### 本文の一節
........

「jr(ジュニア)バタフライ」というタイトルを聞いた瞬間、「凄い!」と思った。
語彙の少ないどこやらの首相のようで甚だ恐縮だが、それ以外に言葉がなかった。
オペラ・ファンにとって、プッチーニの『マダム・バタフライ(蝶々夫人)』は、じつに「困った大傑作」である。それは、見事に美しい音楽と酷い筋書きが奇蹟的にマッチしたオペラ、という以外にいいようのない作品である。
27歳のジェームス・ジョイスが夫人のノラをこのオペラに誘ったとき、ノラは気分を害したという。そのときのことをジョイスは、次のように手紙に書きのこしている。
『君は僕に冷たかった。僕はこの美しく優しい音楽を、君と一緒にただ聴きたかっただけなのに・・・』

........

### データ抜粋
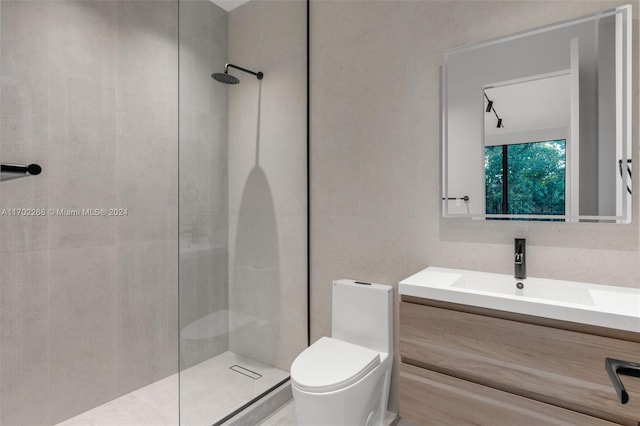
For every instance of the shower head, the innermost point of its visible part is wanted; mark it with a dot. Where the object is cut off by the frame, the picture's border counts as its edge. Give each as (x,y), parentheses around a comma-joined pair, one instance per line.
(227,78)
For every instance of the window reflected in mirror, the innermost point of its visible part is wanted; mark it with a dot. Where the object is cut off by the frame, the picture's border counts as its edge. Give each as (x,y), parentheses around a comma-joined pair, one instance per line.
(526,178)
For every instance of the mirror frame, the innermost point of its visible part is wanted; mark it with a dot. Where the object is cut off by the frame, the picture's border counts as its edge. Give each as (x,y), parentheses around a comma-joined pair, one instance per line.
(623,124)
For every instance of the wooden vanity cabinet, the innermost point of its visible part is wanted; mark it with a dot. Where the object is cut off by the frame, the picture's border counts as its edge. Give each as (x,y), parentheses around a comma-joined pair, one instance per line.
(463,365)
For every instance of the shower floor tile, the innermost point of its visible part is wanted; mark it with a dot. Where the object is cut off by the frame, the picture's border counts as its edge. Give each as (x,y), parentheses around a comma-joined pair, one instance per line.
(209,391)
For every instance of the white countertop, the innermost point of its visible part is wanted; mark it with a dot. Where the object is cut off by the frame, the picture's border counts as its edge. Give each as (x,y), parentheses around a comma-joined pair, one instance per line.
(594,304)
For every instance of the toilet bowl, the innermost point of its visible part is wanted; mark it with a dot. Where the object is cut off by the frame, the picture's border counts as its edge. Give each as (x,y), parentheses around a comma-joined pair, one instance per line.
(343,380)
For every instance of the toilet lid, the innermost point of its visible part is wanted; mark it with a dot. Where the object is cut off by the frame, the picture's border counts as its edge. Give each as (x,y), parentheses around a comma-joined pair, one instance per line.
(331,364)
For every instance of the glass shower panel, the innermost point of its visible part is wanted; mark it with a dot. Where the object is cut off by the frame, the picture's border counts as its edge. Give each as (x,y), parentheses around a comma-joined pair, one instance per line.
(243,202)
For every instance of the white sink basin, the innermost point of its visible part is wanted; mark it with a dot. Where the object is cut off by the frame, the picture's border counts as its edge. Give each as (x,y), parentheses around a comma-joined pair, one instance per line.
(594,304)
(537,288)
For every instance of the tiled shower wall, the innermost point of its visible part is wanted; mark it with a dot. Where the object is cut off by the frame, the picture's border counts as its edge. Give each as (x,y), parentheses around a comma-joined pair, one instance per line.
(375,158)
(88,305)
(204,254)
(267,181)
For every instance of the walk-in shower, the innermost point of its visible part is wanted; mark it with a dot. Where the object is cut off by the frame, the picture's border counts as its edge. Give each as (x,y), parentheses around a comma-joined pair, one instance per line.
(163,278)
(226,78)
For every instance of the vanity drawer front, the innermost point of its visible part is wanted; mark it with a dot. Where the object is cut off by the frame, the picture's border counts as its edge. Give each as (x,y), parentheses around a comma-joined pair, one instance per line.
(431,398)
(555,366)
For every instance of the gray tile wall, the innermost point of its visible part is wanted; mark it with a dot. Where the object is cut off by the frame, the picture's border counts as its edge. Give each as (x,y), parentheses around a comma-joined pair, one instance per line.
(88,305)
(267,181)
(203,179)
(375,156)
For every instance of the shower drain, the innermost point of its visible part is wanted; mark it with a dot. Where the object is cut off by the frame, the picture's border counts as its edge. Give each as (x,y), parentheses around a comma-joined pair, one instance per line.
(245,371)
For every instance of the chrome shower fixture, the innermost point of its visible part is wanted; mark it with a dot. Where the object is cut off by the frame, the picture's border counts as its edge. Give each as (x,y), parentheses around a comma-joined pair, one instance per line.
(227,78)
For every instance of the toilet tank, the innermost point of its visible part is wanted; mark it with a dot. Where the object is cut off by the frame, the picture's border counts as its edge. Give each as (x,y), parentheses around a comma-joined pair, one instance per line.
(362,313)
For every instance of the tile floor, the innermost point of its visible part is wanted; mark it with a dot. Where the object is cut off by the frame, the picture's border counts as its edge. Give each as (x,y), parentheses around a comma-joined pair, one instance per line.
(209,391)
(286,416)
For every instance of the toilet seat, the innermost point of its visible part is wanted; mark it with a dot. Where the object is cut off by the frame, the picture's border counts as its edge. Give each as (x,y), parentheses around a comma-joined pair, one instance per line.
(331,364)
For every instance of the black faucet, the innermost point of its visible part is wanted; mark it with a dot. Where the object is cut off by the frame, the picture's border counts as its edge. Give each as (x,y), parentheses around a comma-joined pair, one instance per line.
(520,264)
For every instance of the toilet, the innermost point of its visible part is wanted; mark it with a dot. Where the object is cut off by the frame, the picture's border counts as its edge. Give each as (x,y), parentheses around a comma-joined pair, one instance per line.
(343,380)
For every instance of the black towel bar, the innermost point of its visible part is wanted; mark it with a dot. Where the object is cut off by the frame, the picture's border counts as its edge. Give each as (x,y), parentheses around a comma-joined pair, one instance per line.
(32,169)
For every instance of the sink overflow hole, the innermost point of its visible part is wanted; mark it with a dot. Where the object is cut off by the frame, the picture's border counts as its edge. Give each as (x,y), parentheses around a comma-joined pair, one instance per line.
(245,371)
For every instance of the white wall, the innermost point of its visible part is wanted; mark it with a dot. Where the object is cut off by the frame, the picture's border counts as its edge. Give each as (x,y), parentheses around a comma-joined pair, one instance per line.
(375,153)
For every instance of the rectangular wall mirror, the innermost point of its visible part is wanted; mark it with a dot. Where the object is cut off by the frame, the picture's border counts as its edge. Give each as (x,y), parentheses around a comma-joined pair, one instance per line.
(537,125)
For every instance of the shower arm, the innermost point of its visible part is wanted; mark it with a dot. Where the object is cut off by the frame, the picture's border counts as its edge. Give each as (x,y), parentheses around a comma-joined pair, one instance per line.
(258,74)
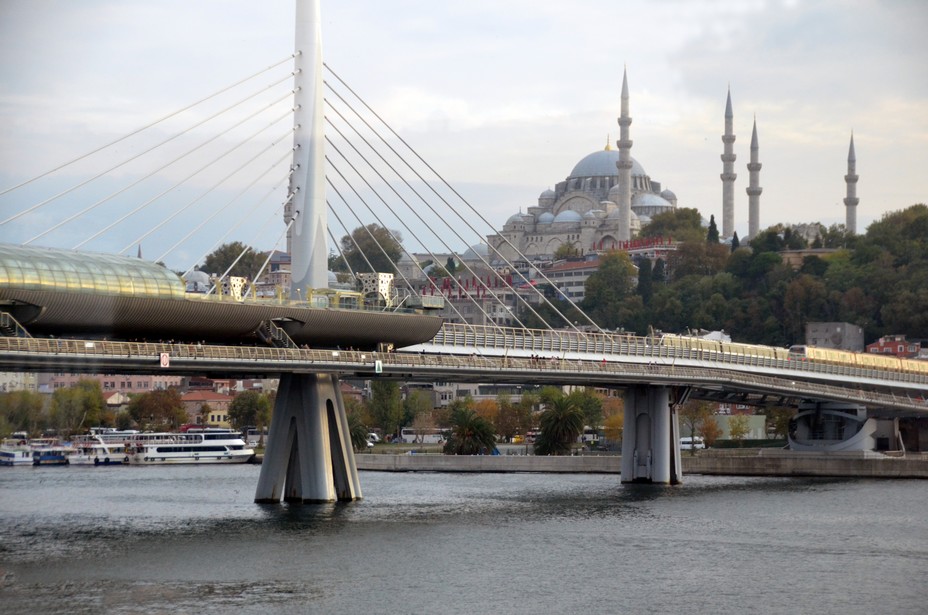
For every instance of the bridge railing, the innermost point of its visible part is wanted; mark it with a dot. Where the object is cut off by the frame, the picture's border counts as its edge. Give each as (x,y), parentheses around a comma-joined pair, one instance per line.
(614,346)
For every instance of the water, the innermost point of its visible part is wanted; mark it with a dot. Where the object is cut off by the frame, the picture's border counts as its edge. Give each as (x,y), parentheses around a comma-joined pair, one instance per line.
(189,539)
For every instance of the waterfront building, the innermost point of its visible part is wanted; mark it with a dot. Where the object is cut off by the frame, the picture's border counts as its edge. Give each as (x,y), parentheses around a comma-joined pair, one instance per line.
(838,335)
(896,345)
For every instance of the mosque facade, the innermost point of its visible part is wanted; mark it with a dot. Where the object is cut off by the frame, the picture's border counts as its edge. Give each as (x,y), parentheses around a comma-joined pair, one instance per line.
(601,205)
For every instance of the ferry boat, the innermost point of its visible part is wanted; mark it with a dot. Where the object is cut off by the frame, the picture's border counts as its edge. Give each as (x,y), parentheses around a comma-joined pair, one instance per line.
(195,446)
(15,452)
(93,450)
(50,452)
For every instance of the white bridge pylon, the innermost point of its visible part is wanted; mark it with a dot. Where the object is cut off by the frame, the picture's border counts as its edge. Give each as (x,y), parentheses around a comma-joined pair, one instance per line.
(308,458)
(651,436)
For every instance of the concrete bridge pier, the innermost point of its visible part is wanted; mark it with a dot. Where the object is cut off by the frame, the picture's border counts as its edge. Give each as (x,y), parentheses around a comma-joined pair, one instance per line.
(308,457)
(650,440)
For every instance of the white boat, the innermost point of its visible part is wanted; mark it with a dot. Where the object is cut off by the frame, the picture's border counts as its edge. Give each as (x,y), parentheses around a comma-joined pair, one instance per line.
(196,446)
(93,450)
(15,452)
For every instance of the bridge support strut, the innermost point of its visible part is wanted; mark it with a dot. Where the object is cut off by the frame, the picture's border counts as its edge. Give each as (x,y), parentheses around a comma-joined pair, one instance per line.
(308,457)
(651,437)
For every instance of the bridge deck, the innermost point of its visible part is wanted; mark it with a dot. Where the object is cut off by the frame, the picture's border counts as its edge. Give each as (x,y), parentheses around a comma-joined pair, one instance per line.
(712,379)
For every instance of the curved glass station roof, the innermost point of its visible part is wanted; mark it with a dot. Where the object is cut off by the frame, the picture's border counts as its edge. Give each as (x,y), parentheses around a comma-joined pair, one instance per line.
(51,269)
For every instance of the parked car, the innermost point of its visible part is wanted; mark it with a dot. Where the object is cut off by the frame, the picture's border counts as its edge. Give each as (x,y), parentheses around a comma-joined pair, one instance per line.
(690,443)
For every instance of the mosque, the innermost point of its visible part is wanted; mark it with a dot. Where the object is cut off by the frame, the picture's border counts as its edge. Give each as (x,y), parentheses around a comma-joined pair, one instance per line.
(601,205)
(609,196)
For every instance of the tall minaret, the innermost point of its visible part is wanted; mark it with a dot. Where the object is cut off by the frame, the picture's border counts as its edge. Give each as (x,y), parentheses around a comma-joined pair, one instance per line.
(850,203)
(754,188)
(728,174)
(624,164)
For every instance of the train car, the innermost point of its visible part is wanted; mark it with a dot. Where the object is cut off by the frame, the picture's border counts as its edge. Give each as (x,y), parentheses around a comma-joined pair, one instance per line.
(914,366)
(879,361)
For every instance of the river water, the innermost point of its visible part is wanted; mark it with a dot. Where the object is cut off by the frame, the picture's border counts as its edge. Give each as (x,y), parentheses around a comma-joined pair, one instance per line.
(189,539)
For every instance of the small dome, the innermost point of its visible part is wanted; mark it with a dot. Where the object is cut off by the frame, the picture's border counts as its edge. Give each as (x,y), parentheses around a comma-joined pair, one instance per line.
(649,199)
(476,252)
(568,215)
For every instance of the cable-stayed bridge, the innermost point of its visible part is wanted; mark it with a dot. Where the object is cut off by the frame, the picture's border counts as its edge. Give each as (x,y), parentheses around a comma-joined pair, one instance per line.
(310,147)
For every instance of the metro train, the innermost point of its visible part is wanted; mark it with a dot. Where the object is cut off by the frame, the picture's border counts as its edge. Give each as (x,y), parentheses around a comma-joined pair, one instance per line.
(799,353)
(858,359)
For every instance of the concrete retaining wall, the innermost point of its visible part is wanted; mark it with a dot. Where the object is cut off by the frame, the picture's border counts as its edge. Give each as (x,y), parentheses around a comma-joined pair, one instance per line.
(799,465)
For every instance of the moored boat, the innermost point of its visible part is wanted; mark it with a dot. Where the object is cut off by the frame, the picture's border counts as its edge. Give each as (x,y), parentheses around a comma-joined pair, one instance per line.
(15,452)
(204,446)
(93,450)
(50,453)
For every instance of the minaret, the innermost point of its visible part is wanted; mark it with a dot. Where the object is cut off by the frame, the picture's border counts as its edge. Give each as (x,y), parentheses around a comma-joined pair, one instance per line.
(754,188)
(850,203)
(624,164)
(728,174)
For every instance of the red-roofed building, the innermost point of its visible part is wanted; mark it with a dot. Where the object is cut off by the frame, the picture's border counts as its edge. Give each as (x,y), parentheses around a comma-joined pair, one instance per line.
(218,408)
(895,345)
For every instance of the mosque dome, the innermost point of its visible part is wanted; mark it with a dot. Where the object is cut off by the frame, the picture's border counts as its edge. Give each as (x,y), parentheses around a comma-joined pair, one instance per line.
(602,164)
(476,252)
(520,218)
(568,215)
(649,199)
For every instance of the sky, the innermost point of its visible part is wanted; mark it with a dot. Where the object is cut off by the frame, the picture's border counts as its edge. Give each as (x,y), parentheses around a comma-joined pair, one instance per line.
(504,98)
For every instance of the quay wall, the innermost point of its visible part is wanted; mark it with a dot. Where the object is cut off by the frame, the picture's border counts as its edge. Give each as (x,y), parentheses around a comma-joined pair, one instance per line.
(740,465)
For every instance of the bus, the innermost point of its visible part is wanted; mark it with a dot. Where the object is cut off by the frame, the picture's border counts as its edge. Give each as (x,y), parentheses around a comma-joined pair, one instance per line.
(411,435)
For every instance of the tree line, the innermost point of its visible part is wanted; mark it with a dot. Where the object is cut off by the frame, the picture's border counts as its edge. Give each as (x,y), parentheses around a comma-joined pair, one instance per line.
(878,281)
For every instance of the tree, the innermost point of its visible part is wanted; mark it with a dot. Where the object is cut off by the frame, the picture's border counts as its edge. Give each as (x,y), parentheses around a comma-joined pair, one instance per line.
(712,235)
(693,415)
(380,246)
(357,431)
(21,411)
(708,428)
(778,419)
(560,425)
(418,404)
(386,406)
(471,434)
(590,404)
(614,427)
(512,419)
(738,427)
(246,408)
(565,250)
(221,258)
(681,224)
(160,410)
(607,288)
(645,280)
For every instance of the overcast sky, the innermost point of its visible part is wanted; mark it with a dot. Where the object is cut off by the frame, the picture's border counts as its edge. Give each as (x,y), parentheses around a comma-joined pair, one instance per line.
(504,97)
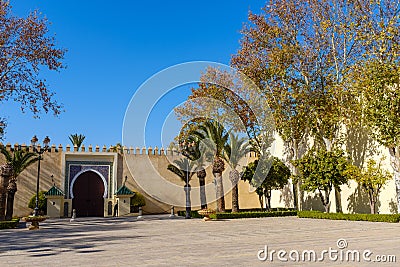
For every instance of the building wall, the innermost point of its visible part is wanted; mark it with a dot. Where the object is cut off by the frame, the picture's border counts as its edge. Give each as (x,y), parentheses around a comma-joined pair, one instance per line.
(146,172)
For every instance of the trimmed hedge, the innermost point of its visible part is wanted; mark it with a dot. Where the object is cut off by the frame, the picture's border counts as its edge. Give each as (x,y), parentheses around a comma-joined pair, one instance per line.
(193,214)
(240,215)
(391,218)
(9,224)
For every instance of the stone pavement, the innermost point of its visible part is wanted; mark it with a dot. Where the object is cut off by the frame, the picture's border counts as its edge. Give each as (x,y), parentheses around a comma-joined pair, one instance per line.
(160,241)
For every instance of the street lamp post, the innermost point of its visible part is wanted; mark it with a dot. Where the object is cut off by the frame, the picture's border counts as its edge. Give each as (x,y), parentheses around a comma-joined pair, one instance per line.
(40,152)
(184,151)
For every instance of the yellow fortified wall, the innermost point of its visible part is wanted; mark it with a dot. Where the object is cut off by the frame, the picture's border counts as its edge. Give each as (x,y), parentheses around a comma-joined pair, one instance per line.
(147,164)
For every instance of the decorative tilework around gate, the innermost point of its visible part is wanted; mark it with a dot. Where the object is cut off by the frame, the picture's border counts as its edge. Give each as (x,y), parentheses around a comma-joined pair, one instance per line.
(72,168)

........

### 出題内容
(A) 本文の「オペラ・ファンにとって、プッ」から「きたかっただけなのに・・・』」までを両端も含めて書き写し、その中の「ノラ」を「ノーラ」に差し替えること。
(B) 本文の次の一文を英語に訳すこと。「27歳のジェームス・ジョイスが夫人のノラをこのオペラに誘ったとき、ノラは気分を害したという。」
答えは本文だけを手がかりに出すこと。

### 設問別の解答
(A)
オペラ・ファンにとって、プッチーニの『マダム・バタフライ(蝶々夫人)』は、じつに「困った大傑作」である。それは、見事に美しい音楽と酷い筋書きが奇蹟的にマッチしたオペラ、という以外にいいようのない作品である。
27歳のジェームス・ジョイスが夫人のノーラをこのオペラに誘ったとき、ノーラは気分を害したという。そのときのことをジョイスは、次のように手紙に書きのこしている。
『君は僕に冷たかった。僕はこの美しく優しい音楽を、君と一緒にただ聴きたかっただけなのに・・・』

(B) It is said that when the 27-year-old James Joyce invited his wife Nora to this opera, Nora was offended.